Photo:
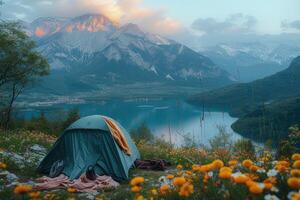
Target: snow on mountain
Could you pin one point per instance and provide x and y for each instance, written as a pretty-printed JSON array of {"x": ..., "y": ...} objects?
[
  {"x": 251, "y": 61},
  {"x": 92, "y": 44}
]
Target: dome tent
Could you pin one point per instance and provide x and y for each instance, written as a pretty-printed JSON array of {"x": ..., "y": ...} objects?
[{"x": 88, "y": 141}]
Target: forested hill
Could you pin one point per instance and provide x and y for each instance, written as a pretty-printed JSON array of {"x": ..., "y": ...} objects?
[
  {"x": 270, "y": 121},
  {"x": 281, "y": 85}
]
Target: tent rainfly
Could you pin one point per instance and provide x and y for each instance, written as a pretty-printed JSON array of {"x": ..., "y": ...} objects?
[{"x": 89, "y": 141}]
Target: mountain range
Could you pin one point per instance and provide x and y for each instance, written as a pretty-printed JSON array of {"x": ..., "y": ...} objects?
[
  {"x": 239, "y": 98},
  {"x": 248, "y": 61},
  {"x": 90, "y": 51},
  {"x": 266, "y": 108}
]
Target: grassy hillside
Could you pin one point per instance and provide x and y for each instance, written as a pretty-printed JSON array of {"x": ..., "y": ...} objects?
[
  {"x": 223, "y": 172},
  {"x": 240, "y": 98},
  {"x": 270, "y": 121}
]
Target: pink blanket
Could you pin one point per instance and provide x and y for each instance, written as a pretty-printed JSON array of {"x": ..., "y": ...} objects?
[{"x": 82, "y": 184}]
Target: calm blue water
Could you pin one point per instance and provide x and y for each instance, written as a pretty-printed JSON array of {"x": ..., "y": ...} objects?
■ ■ ■ ■
Task instructions » In the data above, how many lines hold the word "Target"? Give only the number.

Answer below » 8